_Trecho:_
Médico itinerante do
SPI - Serviço de Proteção aos Índios (1946-1950), Djalma Batista conviveu com
os índios com quem muito aprendeu. Professor de Patologia da Faculdade de
Medicina (1967-70) publicou 35 artigos em revistas científicas nacionais e
estrangeiras sobre tuberculose em Manaus, parasitose amazônica, paludismo e
outros problemas médico-sociais. Diretor do Instituto Nacional de Pesquisas da
Amazônia -INPA (1959-1968) contribuiu decisivamente para consolidar a produção
de novos conhecimentos sobre a região.
Durante anos, “O
Complexo da Amazônia” fez parte de minhas aulas na Universidade Federal do
Amazonas (UFAM) e no Instituto Christus. Meus alunos da disciplina História da
Cultura e dos Meios de Comunicação foram até a casa de Djalma Batista
entrevistá-lo para um trabalho sobre o livro. Já adoentado, meses antes de
morrer, ele os recebeu duas vezes. Depois, escreveu cartinha de próprio punho
sobre uma folha de papel almaço, a caligrafia firme parece mais com letra de
professor que quer ser compreendido do que com letra ilegível de médico.
A quase veneração por
Djalma Batista e tudo o que ele simboliza me fez guardar o manuscrito
cuidadosamente. Agora, aproveito a comemoração de seus 100 anos de nascimento e
torno a publicá-lo em alguns trechos.

_Atividade 1:_ Transcreva do trecho sobre Djalma Batista a passagem que começa em "A quase veneração" e vai até "em alguns trechos.", incluindo essas palavras.
_Atividade 2:_ Dê continuidade ao trecho sobre Djalma Batista a partir do ponto em que ele termina.
Os dados têm outra origem.

_Dados fornecidos:_
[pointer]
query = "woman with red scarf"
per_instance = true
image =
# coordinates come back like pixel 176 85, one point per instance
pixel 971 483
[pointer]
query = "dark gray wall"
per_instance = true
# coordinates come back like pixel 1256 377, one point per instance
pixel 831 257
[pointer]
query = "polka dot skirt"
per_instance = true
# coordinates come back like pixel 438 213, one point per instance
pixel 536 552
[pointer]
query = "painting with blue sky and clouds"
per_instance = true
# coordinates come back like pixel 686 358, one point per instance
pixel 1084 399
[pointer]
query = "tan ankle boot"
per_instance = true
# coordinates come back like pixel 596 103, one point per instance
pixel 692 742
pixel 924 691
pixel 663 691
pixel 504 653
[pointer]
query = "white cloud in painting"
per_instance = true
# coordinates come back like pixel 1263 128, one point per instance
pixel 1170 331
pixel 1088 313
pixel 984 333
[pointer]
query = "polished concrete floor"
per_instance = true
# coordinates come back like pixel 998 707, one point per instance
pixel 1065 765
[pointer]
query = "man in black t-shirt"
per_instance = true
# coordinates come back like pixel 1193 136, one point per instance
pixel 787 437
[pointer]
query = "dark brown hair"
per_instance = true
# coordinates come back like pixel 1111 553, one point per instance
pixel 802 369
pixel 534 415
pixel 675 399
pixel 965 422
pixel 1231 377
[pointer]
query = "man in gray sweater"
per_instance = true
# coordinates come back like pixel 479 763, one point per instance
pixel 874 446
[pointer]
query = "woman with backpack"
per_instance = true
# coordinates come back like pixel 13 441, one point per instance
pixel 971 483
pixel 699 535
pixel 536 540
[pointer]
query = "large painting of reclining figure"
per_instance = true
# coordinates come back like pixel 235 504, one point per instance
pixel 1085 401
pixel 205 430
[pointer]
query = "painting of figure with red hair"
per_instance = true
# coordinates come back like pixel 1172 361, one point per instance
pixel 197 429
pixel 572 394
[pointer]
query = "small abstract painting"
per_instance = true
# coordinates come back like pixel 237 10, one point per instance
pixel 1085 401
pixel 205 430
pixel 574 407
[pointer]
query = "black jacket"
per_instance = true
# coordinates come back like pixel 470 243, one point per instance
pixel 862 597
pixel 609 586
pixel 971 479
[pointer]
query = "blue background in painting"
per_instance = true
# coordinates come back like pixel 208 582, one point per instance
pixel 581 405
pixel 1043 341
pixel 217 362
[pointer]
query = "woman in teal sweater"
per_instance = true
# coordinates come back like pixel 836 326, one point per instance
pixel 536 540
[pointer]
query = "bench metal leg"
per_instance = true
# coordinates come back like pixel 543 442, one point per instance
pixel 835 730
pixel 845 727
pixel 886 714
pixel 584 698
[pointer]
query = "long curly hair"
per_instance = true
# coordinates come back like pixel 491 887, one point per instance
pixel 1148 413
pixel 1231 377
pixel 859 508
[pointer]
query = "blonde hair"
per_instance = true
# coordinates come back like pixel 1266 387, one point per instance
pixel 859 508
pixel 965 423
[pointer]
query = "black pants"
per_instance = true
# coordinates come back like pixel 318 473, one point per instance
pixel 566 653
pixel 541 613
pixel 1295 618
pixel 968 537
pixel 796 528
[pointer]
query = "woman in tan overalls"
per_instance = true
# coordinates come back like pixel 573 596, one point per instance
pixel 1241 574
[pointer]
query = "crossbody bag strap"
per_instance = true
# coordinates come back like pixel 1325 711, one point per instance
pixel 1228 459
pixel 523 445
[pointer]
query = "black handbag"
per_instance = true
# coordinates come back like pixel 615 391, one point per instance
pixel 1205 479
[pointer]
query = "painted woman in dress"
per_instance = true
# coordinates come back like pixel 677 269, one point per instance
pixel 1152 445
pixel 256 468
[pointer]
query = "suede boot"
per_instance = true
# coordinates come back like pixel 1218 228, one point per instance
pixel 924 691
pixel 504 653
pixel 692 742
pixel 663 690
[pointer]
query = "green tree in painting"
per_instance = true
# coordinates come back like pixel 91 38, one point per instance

_Resultado da tarefa 1:_
A quase veneração por
Djalma Batista e tudo o que ele simboliza me fez guardar o manuscrito
cuidadosamente. Agora, aproveito a comemoração de seus 100 anos de nascimento e
torno a publicá-lo em alguns trechos.

_Resultado da tarefa 2:_
O bilhete
“Andei inspirado quando dediquei “O Complexo
da Amazônia” aos estudantes e professores das universidades da região, onde
está se formando a liderança que se constitui, aceleradamente, a sua elite
dirigente e em quem deve repousar todo o processo de desenvolvimento”.
“Bem haja o prof.
Bessa, do Curso de Comunicação Social, que distribuiu a seus alunos a tarefa de
conhecer e interpretar a Amazônia. Atendi, com desvanecimento, a entrevista que
me foi dado manter com o grupo encarregado de estudar a Amazônia extrativista,
que me formulou perguntas inteligentes e procurou, nas fontes modestas dos meus
conhecimentos, complementação e dados para o seu trabalho”.
“Li este trabalho que
representa uma verdadeira monografia, com a maior alegria e proveito. E venho
louvar o esforço de seus integrantes, de anotarem, gravarem e ajuntarem os seus
próprios raciocínios ao assunto da entrevista e ao que leram”.
“Marquei, no texto,
alguns pontos a esclarecer. Há outros que precisam de maior desenvolvimento.
Pergunto, porém: quem sabe tudo sobre a Amazônia? Que trabalho é completo,
tratando do assunto?”
“O grupo me declarou
honestamente, que se iniciara em amazonologia quando da explicação do
professor. E era todo de amazonenses, e particularmente bem dotados (fizeram-me
cada pergunta!)”.
Hoje, Djalma Batista
liga o centro à periferia de Manaus através de uma avenida que leva seu nome,
mas desconfio que os jovens não saibam que esse cientista foi um profeta e
"nem assim livrou-se de, como todo profeta, ser um dia barrado à entrada
de um templo, acusado de "comunista", como escreveu seu filho
cineasta uma década depois de sua morte, lembrando o filme Oito e Meio de
Fellini quando o pai desce na sepultura e o filho Marcelo Mastroianni apela:
- Pai, não vá embora,
ainda é cedo, nós temos tanto para conversar, não vai embora.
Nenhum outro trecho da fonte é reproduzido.